Rows →
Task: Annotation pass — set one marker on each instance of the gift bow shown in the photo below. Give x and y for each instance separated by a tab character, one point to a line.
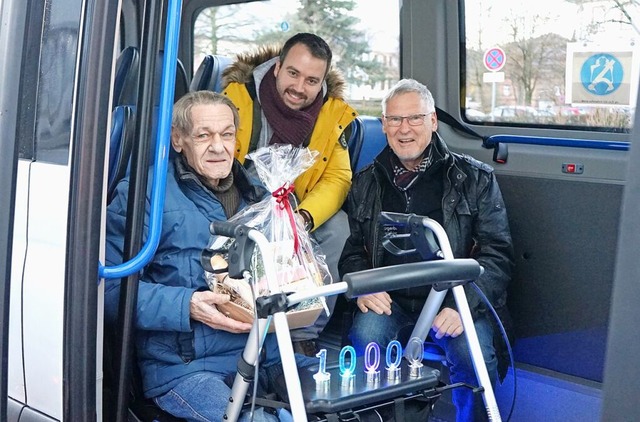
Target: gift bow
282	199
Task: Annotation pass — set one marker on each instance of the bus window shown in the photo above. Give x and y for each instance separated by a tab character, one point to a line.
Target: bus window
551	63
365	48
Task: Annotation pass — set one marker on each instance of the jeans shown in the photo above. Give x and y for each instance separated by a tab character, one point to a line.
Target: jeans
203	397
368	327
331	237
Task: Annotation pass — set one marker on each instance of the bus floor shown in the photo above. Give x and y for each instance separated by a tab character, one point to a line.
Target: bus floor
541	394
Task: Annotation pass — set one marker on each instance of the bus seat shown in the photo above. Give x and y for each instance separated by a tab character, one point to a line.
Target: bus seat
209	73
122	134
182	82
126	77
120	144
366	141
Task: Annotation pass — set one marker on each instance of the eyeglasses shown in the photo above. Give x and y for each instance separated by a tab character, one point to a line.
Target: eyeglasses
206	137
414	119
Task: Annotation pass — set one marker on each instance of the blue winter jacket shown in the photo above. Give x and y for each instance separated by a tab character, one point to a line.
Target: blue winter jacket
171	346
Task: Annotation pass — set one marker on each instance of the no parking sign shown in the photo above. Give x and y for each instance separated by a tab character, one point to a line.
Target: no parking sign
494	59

...

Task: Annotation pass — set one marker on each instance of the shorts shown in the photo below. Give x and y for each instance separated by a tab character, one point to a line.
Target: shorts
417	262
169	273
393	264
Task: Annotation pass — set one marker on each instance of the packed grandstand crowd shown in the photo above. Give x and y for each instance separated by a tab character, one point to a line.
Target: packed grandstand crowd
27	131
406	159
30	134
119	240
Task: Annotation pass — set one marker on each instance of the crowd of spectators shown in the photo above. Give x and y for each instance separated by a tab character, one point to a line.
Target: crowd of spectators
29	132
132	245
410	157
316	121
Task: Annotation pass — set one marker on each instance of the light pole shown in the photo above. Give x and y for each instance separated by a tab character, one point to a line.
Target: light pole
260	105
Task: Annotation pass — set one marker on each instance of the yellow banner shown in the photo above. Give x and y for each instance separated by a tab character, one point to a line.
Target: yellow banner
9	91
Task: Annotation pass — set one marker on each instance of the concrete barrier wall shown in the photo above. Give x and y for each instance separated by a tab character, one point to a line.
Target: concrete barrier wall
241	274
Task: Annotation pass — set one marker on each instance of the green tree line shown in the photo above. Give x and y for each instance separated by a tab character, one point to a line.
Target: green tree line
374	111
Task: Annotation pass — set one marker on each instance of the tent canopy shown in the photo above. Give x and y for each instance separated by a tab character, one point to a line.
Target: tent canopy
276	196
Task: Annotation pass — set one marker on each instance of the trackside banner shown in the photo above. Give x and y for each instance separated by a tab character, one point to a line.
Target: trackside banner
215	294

==

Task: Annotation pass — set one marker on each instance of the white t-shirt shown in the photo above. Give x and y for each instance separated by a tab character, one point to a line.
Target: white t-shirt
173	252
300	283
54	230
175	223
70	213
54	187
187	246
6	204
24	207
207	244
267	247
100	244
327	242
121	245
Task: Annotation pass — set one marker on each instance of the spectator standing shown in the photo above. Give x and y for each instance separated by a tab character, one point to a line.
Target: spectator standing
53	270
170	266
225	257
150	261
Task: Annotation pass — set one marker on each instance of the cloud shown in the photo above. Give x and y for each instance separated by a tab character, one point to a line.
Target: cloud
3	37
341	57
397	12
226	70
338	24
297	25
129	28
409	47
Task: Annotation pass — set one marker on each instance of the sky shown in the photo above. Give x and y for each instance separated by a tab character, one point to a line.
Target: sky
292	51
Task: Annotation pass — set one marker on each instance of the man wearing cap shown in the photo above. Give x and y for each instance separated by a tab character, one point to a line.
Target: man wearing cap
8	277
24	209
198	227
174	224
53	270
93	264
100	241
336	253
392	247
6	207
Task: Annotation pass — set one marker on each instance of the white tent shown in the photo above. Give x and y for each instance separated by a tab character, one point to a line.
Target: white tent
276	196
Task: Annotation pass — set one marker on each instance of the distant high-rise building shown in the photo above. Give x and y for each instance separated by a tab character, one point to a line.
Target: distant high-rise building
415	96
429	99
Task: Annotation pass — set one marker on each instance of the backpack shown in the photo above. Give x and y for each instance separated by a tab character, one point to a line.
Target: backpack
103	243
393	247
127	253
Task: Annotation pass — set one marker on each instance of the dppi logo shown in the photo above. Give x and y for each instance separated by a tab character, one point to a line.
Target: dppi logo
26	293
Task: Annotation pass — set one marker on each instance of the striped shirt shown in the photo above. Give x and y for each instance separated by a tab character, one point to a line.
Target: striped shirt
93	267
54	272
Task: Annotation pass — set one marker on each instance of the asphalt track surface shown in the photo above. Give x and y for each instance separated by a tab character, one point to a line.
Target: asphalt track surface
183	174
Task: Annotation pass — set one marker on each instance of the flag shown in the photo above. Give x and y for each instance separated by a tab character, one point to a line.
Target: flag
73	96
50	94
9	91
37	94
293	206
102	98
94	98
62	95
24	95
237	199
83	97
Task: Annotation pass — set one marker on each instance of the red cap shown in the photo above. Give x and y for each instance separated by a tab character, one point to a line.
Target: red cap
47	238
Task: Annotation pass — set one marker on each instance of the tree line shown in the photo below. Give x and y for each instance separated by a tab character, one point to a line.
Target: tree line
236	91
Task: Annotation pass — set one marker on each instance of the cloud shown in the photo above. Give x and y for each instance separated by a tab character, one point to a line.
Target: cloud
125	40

Work required →
How many lines of the material above contain the word "light"? Give only the number.

Solution to this problem →
2